■ Data entries:
::::

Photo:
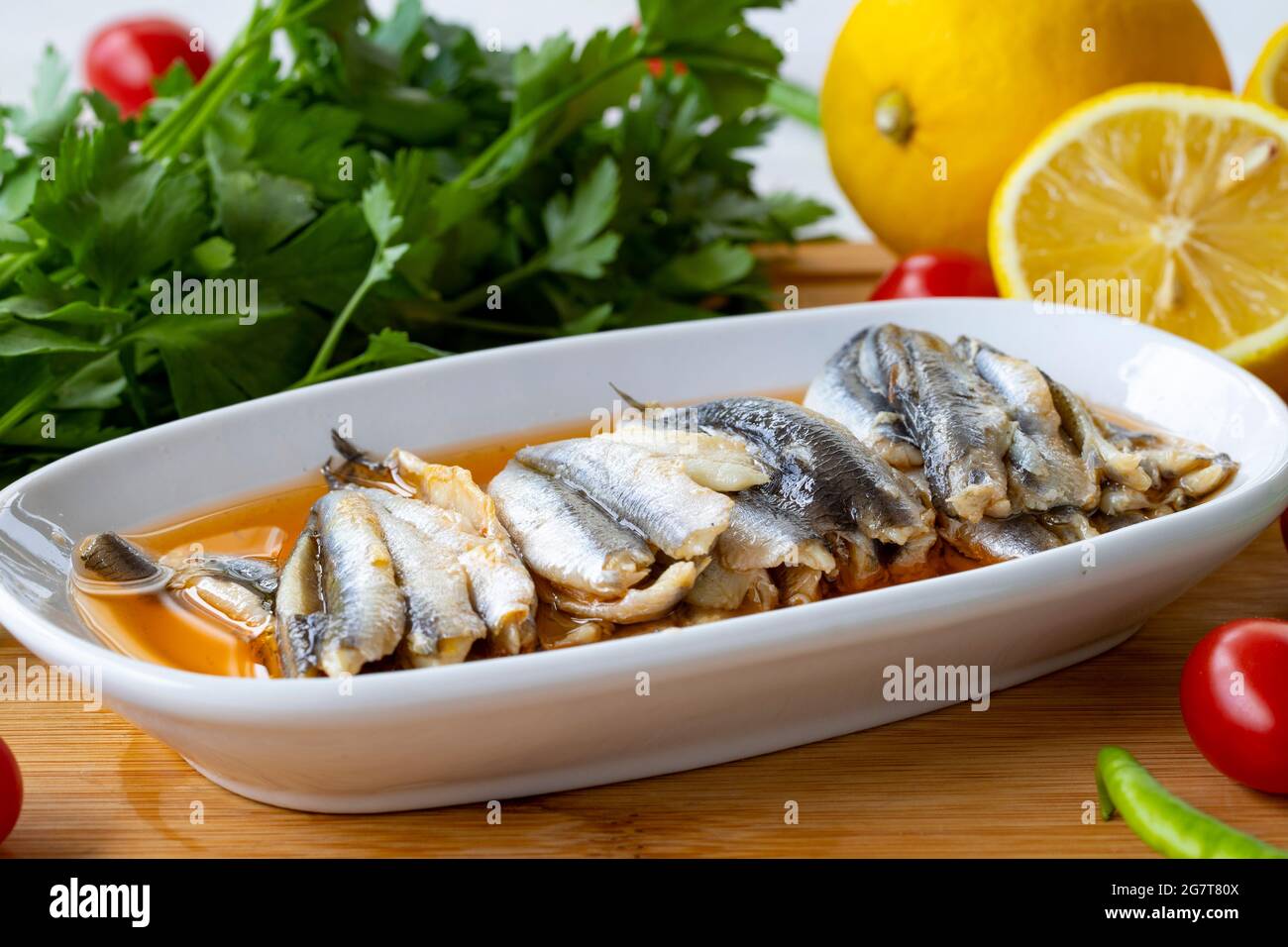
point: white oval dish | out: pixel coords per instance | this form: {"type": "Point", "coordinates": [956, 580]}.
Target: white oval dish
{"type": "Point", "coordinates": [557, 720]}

::::

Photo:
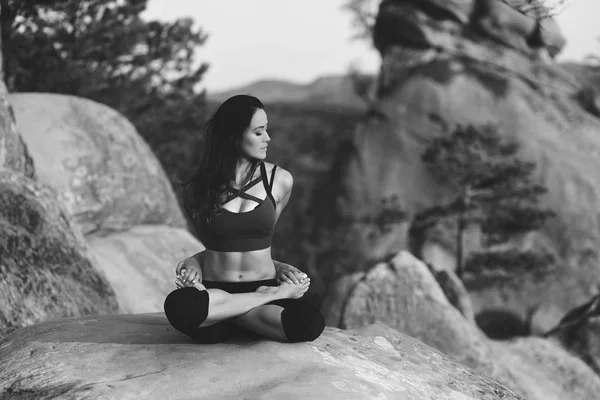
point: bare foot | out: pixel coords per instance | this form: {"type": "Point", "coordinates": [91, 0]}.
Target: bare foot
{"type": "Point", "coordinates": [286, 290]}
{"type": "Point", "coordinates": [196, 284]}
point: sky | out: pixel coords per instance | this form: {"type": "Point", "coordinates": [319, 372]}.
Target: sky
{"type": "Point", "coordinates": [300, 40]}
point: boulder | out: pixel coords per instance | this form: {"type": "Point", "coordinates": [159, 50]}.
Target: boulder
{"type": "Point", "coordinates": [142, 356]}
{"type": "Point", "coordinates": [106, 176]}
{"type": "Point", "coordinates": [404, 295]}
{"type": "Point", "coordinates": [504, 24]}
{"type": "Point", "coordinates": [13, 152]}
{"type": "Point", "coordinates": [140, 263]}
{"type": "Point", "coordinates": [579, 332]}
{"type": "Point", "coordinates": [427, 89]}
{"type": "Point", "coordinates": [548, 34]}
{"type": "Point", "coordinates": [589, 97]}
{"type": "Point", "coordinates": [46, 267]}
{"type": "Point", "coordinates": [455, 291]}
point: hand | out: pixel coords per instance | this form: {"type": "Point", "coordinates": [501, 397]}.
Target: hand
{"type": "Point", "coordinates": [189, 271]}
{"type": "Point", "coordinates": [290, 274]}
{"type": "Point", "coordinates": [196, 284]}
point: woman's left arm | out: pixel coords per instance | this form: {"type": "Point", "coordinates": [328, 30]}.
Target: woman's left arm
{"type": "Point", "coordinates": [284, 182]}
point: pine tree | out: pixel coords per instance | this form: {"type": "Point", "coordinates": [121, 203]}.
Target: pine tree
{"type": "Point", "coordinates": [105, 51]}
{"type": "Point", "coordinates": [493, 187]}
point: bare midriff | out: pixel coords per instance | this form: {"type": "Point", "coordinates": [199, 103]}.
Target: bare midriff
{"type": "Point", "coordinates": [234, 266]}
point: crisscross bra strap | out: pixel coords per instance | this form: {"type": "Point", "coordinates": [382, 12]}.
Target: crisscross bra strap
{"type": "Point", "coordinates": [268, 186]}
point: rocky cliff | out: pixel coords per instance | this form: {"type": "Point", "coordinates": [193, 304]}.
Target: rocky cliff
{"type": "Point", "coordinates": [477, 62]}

::::

■ Request: Extract each line of the material above that contains the string "crisscross". Matching is case-sensitive.

■ Written response:
point: crisscross bra strap | out: pixel coords per instance | this form: {"type": "Point", "coordinates": [382, 12]}.
Target: crisscross bra strap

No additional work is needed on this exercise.